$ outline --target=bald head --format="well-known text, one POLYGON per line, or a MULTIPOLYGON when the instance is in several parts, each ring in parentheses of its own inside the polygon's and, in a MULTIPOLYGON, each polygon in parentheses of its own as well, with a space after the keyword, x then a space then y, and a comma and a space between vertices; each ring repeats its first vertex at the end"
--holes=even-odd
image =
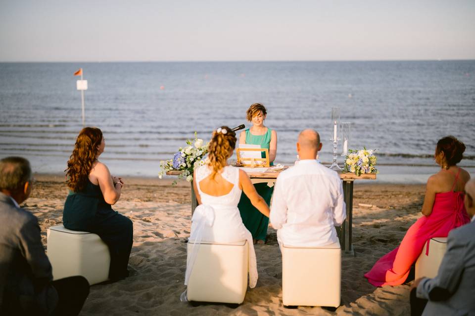
POLYGON ((300 159, 315 159, 321 148, 320 135, 316 131, 309 128, 300 132, 297 143, 297 151, 300 159))
POLYGON ((465 209, 471 217, 475 216, 475 180, 472 179, 465 185, 465 209))
POLYGON ((302 148, 317 148, 320 143, 320 135, 314 129, 305 129, 298 134, 298 143, 302 148))

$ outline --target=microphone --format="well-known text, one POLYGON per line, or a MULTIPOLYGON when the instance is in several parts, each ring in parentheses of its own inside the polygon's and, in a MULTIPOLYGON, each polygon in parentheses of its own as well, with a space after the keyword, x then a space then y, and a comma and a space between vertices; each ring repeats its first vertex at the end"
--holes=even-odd
POLYGON ((244 128, 245 128, 245 127, 246 127, 246 126, 245 126, 244 125, 244 124, 241 124, 240 125, 239 125, 239 126, 238 126, 237 127, 235 127, 234 128, 231 128, 231 130, 232 130, 233 132, 235 132, 235 131, 236 131, 237 130, 240 130, 240 129, 244 129, 244 128))

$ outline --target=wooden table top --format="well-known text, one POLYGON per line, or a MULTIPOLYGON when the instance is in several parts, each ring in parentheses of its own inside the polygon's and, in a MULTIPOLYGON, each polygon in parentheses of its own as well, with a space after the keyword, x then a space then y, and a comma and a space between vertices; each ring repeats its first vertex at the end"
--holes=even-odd
MULTIPOLYGON (((247 168, 248 170, 249 169, 247 168)), ((259 179, 276 179, 280 171, 274 172, 252 172, 248 171, 246 171, 249 177, 251 178, 259 179)), ((167 172, 167 175, 169 176, 178 176, 181 173, 181 171, 173 170, 167 172)), ((376 175, 374 173, 364 173, 359 176, 357 176, 354 173, 351 172, 339 172, 340 179, 346 181, 352 181, 355 180, 375 180, 376 179, 376 175)))

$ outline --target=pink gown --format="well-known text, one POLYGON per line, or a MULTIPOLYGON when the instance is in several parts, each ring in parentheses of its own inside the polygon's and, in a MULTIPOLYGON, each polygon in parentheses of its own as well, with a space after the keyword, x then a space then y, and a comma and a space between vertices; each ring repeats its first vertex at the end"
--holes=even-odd
POLYGON ((433 237, 447 237, 451 230, 470 221, 464 205, 464 193, 453 191, 460 173, 459 169, 451 190, 435 194, 432 213, 417 220, 407 231, 401 244, 381 257, 365 275, 370 283, 375 286, 402 284, 426 241, 433 237))

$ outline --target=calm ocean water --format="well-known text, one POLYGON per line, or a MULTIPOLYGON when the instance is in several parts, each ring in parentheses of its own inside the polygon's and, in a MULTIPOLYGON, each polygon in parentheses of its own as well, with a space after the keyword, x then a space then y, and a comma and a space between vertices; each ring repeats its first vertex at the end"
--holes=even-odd
POLYGON ((195 131, 207 140, 221 125, 249 126, 245 111, 258 102, 278 133, 277 162, 295 160, 298 133, 311 127, 330 163, 338 106, 352 123, 350 148, 378 149, 380 179, 425 181, 448 134, 467 146, 461 165, 475 171, 473 60, 0 63, 0 157, 25 157, 40 172, 65 168, 82 127, 80 67, 86 124, 102 130, 113 173, 155 176, 195 131))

### [Exercise]
Could you give the lines from the one holding "outline --target=pink gown" through the end of the records, inclusive, again with "even-odd" renamed to "nonzero" and everything else left unchanged?

### [Output of the exercise]
$ outline --target=pink gown --format="well-known text, one POLYGON per line, or a MULTIPOLYGON when the instance is in several parts, each ring in parentheses of its own inside the polygon's and, in a MULTIPOLYGON, each polygon in parentheses of its own as well, with a space after the keyword, x then a space then y, and a comma and a space between vertices; each ring repeats its first vertex at the end"
--holes=nonzero
POLYGON ((433 237, 447 237, 451 230, 470 221, 464 205, 464 193, 453 191, 460 173, 459 169, 451 190, 435 194, 432 213, 417 220, 407 231, 401 244, 381 257, 365 275, 370 283, 375 286, 402 284, 426 241, 433 237))

$ outline --target=calm ocean water --format="well-known text, one POLYGON per line, or a MULTIPOLYGON when the instance is in several parts, each ring in parentheses of its own inside the polygon's and, in a MULTIPOLYGON, each polygon in parentheses of its own as well, with a space after the keyword, x then a space then y, and a comma and a space between vertices; each ring repeats its first vertex at the end"
--holes=nonzero
POLYGON ((195 131, 207 140, 221 125, 249 126, 245 111, 258 102, 278 133, 277 162, 295 160, 298 133, 311 127, 330 163, 338 106, 352 123, 350 148, 378 149, 380 179, 425 181, 448 134, 467 146, 461 165, 475 171, 473 60, 0 63, 0 157, 25 157, 40 172, 65 168, 82 127, 80 67, 86 124, 102 130, 113 173, 155 176, 195 131))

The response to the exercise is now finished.